Your objective> Reproduce the material in full, unchanged.

Data listing>
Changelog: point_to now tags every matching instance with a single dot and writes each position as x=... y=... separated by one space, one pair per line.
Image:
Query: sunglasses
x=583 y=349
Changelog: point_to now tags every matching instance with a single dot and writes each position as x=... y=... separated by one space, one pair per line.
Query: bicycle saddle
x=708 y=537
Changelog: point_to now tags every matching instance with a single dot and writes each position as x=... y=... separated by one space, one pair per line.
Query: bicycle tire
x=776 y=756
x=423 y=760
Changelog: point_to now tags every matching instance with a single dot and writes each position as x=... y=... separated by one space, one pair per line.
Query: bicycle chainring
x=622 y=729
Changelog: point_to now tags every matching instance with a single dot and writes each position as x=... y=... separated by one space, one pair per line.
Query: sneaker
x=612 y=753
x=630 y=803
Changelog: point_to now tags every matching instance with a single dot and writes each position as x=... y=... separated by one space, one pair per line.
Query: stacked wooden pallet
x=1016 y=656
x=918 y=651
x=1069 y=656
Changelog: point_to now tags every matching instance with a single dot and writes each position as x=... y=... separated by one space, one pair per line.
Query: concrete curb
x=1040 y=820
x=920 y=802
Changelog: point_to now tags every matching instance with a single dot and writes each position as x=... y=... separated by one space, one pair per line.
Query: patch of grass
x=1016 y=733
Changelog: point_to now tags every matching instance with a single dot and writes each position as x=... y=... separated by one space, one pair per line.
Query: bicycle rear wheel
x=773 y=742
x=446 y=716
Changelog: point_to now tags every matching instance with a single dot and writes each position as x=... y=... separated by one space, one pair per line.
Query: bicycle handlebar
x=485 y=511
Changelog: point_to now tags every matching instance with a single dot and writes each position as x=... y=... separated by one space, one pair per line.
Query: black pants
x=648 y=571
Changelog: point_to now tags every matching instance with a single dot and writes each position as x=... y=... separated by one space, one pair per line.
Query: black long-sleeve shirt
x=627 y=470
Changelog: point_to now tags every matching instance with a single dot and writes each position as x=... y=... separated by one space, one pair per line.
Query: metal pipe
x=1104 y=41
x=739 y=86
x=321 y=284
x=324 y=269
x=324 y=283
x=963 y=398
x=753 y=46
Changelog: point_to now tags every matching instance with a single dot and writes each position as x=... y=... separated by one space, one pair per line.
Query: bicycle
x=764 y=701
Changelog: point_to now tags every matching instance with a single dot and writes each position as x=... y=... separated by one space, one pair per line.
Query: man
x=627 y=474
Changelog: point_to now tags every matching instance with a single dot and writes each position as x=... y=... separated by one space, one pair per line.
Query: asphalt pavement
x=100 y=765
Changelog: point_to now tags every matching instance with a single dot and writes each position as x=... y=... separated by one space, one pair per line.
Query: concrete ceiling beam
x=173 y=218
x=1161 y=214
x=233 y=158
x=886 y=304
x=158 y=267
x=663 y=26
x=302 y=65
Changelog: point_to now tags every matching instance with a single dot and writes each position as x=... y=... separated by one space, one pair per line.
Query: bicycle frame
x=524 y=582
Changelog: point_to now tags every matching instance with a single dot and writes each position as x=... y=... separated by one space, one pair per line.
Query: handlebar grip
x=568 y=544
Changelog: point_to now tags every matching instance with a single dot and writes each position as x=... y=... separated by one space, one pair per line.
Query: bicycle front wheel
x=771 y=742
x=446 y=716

Completed task>
Changelog: point_to now tags every matching instance with a single dot and writes each position as x=... y=... separated by one space, one pair per line.
Image:
Query: sunglasses
x=583 y=349
Changelog: point_to now tags every matching instance with a single dot and writes each position as x=... y=... separated by one space, one pair per line.
Query: bicycle saddle
x=708 y=537
Changelog: point_to now tags every matching instance with a single dot and writes each position as x=... y=... separated by one space, one pair per line.
Query: bicycle tire
x=776 y=756
x=423 y=760
Changelog: point_to now tags every matching instance with a single dot and writes each position as x=... y=... separated by one space, one pair per line.
Query: bicycle chainring
x=622 y=729
Changelog: point_to now tags every matching instance with a single dot and writes each position as x=... y=... separated by one space, one pair per line.
Query: sneaker
x=612 y=753
x=630 y=803
Changelog: point_to now tags every matching instance with a single dot and writes each position as x=... y=... separated by one space, one pair per line.
Query: stacked wooden pallet
x=1016 y=656
x=918 y=651
x=1069 y=656
Changelog: point_to now tags every matching instance with a single dot and writes each position as x=... y=... separated by one space, one pair per line.
Query: concrete curb
x=1040 y=820
x=920 y=802
Changelog: point_to now tags every matching instance with a single dot and writes each position as x=... y=... separated by one space, one pair per line.
Query: patch of grass
x=1016 y=733
Changelog: point_to now tags every matching instance with a single dot and writes each position as x=... y=... separated by one space, one pair per line.
Query: bicycle rear wheel
x=773 y=742
x=446 y=716
Changelog: point_to now tags every matching instance with a single dot and writes each position as x=... y=... separated by one space, one pair per line.
Query: bicycle handlebar
x=485 y=511
Changelog: point_to now tags every matching instance with a single dot and writes each position as x=... y=... separated by one space, one pair per line.
Query: black pants
x=648 y=571
Changelog: point_to now tags every matching instance with a single dot and writes each position as x=... y=... separated by one space, one pair per line.
Query: black long-sleeve shirt
x=627 y=470
Changelog: point_to now tags every matching instance with a single dot and writes each position as x=... y=... separated by one space, one pair per line.
Query: metal pipe
x=1104 y=41
x=739 y=86
x=321 y=284
x=324 y=269
x=324 y=283
x=963 y=398
x=753 y=46
Changelog: point_to now tags every matching instance with a single dot and writes each position as x=... y=... separated by one space, one pair per line.
Query: bicycle
x=764 y=701
Changelog: point_to now tags every matching instance with a single dot and writes each position as x=... y=... separated by one space, one pair per line.
Query: man
x=627 y=474
Changelog: point_to now tags every matching instance with a single dot and writes each position as x=... y=... separated by one space, one pair per line.
Query: asphalt pavement
x=100 y=765
Changelog: point_to now tags every matching instance with a single dot and writes each position as x=... y=... separated by one space, one pair per line.
Query: concrete ceiling beam
x=173 y=218
x=1161 y=214
x=233 y=158
x=886 y=304
x=158 y=267
x=663 y=26
x=302 y=65
Changelog: point_to now tags every matching instance with a single dot and writes each position as x=... y=... separated by one space, one pair per line.
Query: bicycle frame
x=524 y=582
Changelog: point_to now tags every matching instance with a single dot and writes each position as x=... y=... separated by one space, one pair per line.
Query: handlebar grip
x=568 y=544
Changelog: point_to now tags every matching instance with a single dot and writes each position as x=... y=... separated by one space, one pair per line.
Query: bicycle front wheel
x=771 y=742
x=446 y=716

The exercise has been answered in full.